## Raw records
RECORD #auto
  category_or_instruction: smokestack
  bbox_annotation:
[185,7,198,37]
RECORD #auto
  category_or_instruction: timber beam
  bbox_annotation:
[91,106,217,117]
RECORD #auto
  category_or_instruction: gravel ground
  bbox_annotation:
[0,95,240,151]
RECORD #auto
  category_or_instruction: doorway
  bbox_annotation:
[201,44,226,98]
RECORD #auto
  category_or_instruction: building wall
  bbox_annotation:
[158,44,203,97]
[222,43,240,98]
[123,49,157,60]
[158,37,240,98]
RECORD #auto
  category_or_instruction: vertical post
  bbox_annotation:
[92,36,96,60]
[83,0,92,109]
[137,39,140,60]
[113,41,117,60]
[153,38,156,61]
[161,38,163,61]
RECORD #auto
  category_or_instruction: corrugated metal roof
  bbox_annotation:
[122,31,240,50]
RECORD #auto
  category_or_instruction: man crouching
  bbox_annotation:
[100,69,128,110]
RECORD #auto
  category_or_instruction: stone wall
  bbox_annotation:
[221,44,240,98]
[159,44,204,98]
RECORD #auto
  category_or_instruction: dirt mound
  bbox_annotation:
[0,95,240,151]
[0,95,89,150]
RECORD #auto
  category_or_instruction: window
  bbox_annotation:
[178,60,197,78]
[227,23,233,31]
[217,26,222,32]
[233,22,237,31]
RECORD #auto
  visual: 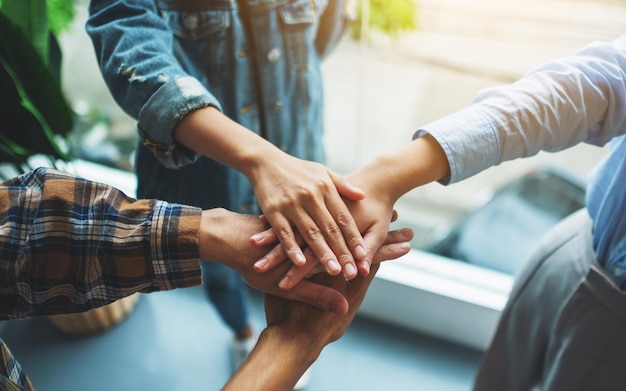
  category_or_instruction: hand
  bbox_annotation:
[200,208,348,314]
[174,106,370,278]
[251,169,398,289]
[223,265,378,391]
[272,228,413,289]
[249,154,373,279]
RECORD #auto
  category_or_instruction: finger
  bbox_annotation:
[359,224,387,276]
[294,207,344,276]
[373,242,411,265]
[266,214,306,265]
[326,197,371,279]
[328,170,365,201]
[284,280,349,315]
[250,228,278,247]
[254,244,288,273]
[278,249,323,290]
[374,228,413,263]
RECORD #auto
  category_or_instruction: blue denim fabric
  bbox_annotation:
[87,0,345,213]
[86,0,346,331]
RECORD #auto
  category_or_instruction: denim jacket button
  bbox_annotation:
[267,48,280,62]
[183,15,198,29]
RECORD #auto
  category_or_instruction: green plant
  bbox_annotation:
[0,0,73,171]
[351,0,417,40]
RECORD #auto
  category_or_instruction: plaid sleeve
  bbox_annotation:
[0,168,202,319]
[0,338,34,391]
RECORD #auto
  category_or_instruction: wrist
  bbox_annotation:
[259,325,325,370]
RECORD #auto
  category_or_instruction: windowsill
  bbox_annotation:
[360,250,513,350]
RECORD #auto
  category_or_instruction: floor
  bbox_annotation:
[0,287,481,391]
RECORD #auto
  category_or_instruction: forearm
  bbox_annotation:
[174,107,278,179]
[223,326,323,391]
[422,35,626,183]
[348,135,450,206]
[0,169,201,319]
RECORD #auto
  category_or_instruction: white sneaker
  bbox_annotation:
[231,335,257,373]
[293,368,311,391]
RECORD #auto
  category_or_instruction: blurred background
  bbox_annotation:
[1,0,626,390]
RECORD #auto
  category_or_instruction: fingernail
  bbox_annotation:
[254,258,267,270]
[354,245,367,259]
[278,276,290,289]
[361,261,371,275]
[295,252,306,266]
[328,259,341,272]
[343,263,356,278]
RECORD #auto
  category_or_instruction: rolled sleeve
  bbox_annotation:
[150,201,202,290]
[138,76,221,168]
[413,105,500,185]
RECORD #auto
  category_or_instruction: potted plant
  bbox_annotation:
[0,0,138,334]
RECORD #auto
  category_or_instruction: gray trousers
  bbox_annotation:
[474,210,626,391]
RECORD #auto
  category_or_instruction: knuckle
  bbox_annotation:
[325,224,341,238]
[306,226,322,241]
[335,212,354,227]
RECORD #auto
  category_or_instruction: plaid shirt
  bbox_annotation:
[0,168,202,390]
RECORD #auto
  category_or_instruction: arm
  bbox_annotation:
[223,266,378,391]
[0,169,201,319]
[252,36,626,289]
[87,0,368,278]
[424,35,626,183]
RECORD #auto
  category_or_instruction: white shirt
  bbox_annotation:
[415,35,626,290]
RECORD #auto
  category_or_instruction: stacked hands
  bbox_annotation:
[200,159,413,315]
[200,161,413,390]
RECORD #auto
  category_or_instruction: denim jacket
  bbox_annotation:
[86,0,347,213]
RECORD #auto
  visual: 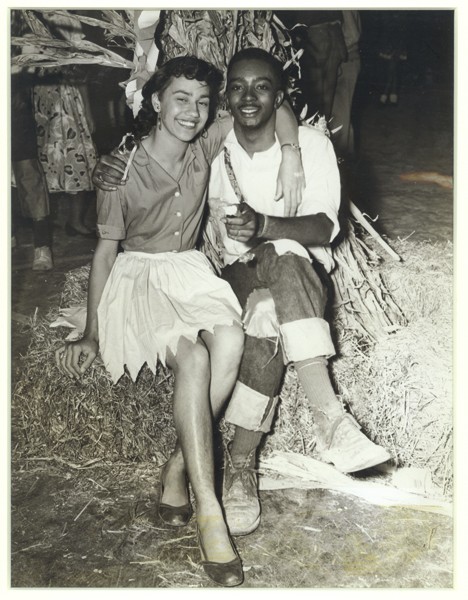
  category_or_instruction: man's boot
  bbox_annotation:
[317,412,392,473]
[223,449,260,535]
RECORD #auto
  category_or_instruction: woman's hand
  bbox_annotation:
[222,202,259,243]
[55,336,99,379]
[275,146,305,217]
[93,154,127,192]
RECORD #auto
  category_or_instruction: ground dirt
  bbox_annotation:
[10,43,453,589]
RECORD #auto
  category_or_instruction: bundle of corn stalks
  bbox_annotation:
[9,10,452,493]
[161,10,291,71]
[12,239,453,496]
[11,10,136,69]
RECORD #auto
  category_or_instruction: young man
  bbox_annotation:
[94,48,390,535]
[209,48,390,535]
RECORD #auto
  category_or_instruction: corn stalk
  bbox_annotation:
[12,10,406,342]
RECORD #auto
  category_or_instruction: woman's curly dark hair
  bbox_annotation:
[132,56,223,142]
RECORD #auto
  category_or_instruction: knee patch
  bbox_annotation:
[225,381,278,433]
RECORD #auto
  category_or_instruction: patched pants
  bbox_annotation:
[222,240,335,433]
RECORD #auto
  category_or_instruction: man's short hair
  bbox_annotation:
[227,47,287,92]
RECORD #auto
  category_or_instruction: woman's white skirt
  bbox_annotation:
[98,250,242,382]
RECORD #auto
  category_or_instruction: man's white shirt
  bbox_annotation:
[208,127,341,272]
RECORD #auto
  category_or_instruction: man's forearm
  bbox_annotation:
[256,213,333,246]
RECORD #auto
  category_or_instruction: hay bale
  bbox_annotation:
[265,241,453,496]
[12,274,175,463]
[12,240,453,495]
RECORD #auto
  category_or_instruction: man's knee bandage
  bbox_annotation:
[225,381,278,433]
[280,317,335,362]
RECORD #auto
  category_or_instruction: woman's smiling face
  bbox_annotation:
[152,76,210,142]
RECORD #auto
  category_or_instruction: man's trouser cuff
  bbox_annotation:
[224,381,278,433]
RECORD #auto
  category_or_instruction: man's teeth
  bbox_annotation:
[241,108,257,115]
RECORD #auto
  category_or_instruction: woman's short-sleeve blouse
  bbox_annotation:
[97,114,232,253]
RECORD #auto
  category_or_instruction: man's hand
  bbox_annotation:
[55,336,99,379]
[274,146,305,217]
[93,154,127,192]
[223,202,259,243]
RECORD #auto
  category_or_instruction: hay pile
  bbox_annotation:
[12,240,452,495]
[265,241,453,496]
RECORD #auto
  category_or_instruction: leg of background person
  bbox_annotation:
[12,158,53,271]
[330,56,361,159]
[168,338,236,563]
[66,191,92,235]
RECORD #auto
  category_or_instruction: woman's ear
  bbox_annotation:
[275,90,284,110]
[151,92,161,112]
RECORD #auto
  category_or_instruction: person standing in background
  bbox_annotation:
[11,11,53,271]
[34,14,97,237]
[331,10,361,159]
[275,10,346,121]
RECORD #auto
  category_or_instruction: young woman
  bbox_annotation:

## Task to carry out
Every entry above needs to be retyped exactly; drop the pictures.

## Problem solution
RECORD #auto
  category_or_instruction: smokestack
  bbox_annotation:
[185,7,198,37]
RECORD #auto
  category_or_instruction: timber beam
  bbox_annotation:
[91,106,217,117]
RECORD #auto
  category_or_instruction: gravel ground
  bbox_annotation:
[0,95,240,151]
RECORD #auto
  category_or_instruction: doorway
  bbox_annotation:
[201,44,226,98]
RECORD #auto
  category_or_instruction: building wall
  bbox_annotation:
[158,44,203,97]
[222,43,240,98]
[123,49,157,60]
[158,37,240,98]
RECORD #auto
  category_or_instruction: vertical post
  bbox_annotation:
[92,36,96,60]
[83,0,92,109]
[137,39,140,60]
[113,41,117,60]
[153,38,156,61]
[161,38,163,61]
RECORD #auto
  category_or_instruction: corrugated metal roof
  bbox_annotation:
[122,31,240,50]
RECORD #auto
  category_or_instruction: man crouching
  bbox_annotation:
[100,69,128,110]
RECORD #auto
  category_or_instruction: stone wall
  bbox_annotation:
[221,44,240,98]
[159,44,204,98]
RECORD #auto
  category_or_instruction: dirt mound
  bbox_annotation:
[0,95,240,151]
[0,95,89,150]
RECORD #auto
  category_or_instruction: window
  bbox_annotation:
[178,60,197,78]
[227,23,233,31]
[217,26,222,32]
[233,22,237,31]
RECORD #auto
  visual: 
  category_or_instruction: hand
  bbox_annotation:
[200,208,348,314]
[174,106,370,278]
[251,169,398,289]
[223,265,378,391]
[272,228,413,289]
[249,154,373,279]
RECORD #auto
  category_or_instruction: finger
  bbox_annotation:
[359,224,387,276]
[294,207,344,276]
[373,242,411,265]
[266,214,306,265]
[326,197,371,279]
[328,170,365,201]
[284,280,349,315]
[250,228,278,247]
[254,244,288,273]
[278,249,323,290]
[374,228,413,263]
RECORD #auto
  category_or_instruction: blue denim fabric
  bbox_annotation:
[87,0,345,213]
[86,0,346,331]
RECORD #auto
  category_or_instruction: denim jacket button
  bbox_annotation:
[267,48,280,62]
[183,15,198,29]
RECORD #auto
  category_or_instruction: green plant
  bbox_annotation:
[0,0,73,171]
[351,0,417,40]
RECORD #auto
  category_or_instruction: plaid sleeve
  bbox_annotation:
[0,168,202,319]
[0,338,34,391]
RECORD #auto
  category_or_instruction: wrist
  bbox_annotation:
[259,325,325,370]
RECORD #auto
  category_or_instruction: windowsill
  bbox_annotation:
[360,250,513,350]
RECORD #auto
  category_or_instruction: floor
  bbox_annotation:
[0,287,481,391]
RECORD #auto
  category_or_instruction: forearm
  bbox_annotation:
[174,107,278,179]
[223,326,323,391]
[422,35,626,183]
[348,135,450,206]
[0,169,201,319]
RECORD #auto
  category_or_instruction: white sneaker
  bbox_annotation:
[231,335,257,373]
[293,368,311,391]
RECORD #auto
  category_or_instruction: blurred background
  bbox_annotation:
[1,0,626,390]
RECORD #auto
  category_or_instruction: fingernail
  bbox_annotation:
[254,258,267,270]
[354,245,367,259]
[278,276,290,289]
[361,261,371,275]
[295,252,306,266]
[328,259,341,272]
[343,263,356,278]
RECORD #auto
  category_or_instruction: rolled sleeve
  bbox_annotation:
[150,201,202,290]
[138,76,221,168]
[413,105,500,185]
RECORD #auto
  category_or_instruction: potted plant
  bbox_annotation:
[0,0,138,334]
RECORD #auto
  category_or_instruction: gray trousers
  bbox_annotation:
[474,210,626,391]
RECORD #auto
  category_or_instruction: knuckle
  bbox_annotation:
[325,224,341,238]
[306,226,322,241]
[335,212,354,227]
RECORD #auto
  category_or_instruction: plaid shirt
  bbox_annotation:
[0,168,202,390]
RECORD #auto
  category_or_instruction: arm
  bbox_annotation:
[223,266,378,391]
[0,169,201,319]
[252,36,626,289]
[87,0,368,278]
[424,35,626,183]
RECORD #auto
  category_or_instruction: white shirt
  bbox_annotation:
[415,35,626,290]
RECORD #auto
  category_or_instruction: stacked hands
  bbox_annotation:
[200,159,413,315]
[200,161,413,390]
RECORD #auto
  category_or_instruction: denim jacket
  bbox_annotation:
[86,0,347,213]
RECORD #auto
  visual: 
  category_or_instruction: man's boot
  bbox_annotation:
[317,412,392,473]
[223,449,260,535]
RECORD #auto
  category_or_instruction: woman's hand
  bbox_annotation:
[222,202,259,243]
[55,336,99,379]
[275,146,305,217]
[93,154,127,192]
RECORD #auto
  category_or_instruction: ground dirt
  bbox_annotation:
[10,43,453,589]
RECORD #auto
  category_or_instruction: bundle of corn stalks
  bbox_annotation:
[9,10,452,493]
[161,10,291,71]
[12,239,453,496]
[11,10,136,69]
RECORD #auto
  category_or_instruction: young man
  bbox_annotation:
[94,48,390,535]
[209,48,390,535]
RECORD #auto
  category_or_instruction: corn stalk
  bbox_annotation:
[12,10,406,342]
RECORD #auto
  category_or_instruction: woman's curly dark hair
  bbox_annotation:
[132,56,223,142]
RECORD #auto
  category_or_instruction: knee patch
  bbox_annotation:
[225,381,278,433]
RECORD #auto
  category_or_instruction: patched pants
  bbox_annotation:
[222,240,335,433]
RECORD #auto
  category_or_instruction: man's short hair
  bbox_annotation:
[227,47,287,92]
RECORD #auto
  category_or_instruction: woman's white skirt
  bbox_annotation:
[98,250,242,382]
RECORD #auto
  category_or_instruction: man's white shirt
  bbox_annotation:
[208,127,341,272]
RECORD #auto
  category_or_instruction: man's forearm
  bbox_annotation:
[256,213,333,246]
RECORD #auto
  category_or_instruction: hay bale
  bbox_annotation:
[265,241,453,496]
[12,274,175,463]
[12,240,453,495]
RECORD #auto
  category_or_instruction: man's knee bandage
  bbox_annotation:
[225,381,278,433]
[280,317,335,362]
RECORD #auto
  category_or_instruction: woman's smiling face
  bbox_annotation:
[152,76,210,142]
RECORD #auto
  category_or_instruction: man's trouser cuff
  bbox_annotation:
[224,381,278,433]
RECORD #auto
  category_or_instruction: man's teeth
  bbox_annotation:
[241,108,257,115]
RECORD #auto
  category_or_instruction: woman's short-sleeve blouse
  bbox_annotation:
[97,114,232,253]
RECORD #auto
  category_or_instruction: man's hand
  bbox_annotation:
[55,336,99,379]
[274,146,305,217]
[93,154,127,192]
[223,202,259,243]
RECORD #auto
  category_or_instruction: hay pile
  bbox_annotation:
[12,240,452,495]
[265,241,453,496]
RECORD #auto
  category_or_instruction: leg of background person
  bbox_annotation:
[12,158,53,271]
[330,56,361,159]
[168,338,236,563]
[66,191,92,235]
RECORD #auto
  category_or_instruction: woman's ear
  bbox_annotation:
[275,90,284,110]
[151,92,161,112]
RECORD #auto
  category_or_instruction: person standing in background
  bbox_annotation:
[11,11,53,271]
[34,14,97,237]
[331,10,361,159]
[275,10,346,121]
RECORD #auto
  category_or_instruction: young woman
  bbox_annotation:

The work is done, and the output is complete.